> [WRITTEN INSTRUCTION 1] In the mailing list post, what monthly cost is given for a server or DSL line that lets anyone run a free mud?
> [WRITTEN INSTRUCTION 2] From the mailing list post, set down the passage starting with "[MUD-Dev] Where are" and going on through "verge on zero.", copying it verbatim.

> [PAGE EXCERPT]
[MUD-Dev] Where are we now?

Kwon Ekstrom justice at softhome.net
Mon Apr 30 09:55:20 CEST 2001


From: "Greg Munt" <greg.munt at btinternet.com>

> attracting.  Hatred and lust seem to win out every time. I hate to
> sound arrogant (no, really!), but the intelligence of the average
> player seems to verge on zero.

Agreed, there are alot of idiots out there, whether it's the guy who
can't understand how to do anything in the game, or the anti-social
player.

> Okay. That wasn't actually my reason for posting. I wanted to ask
> what has changed in mudding in the past two years. It was mentioned
> on DevMUD yesterday that free muds just haven't really changed at
> all - but commercial muds have. Indeed, they have sucked out the
> skills that free muds need to grow and thrive, and left nothing but
> a stagnancy.

I'd say that both commercial and free muds have advanced, in general,
free muds can be run by any moron who can pay $20-$30/mo for a server
or DSL line.  Because of that, alot of people who shouldn't be fit for
admining get their hands in the mix and give us free muds a bad name.

> [INFORMATION PROVIDED]
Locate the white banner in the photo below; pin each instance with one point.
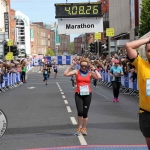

> [FINAL RESULT 1] $20-$30 per month.

> [FINAL RESULT 2]
[MUD-Dev] Where are we now?

Kwon Ekstrom justice at softhome.net
Mon Apr 30 09:55:20 CEST 2001


From: "Greg Munt" <greg.munt at btinternet.com>

> attracting.  Hatred and lust seem to win out every time. I hate to
> sound arrogant (no, really!), but the intelligence of the average
> player seems to verge on zero.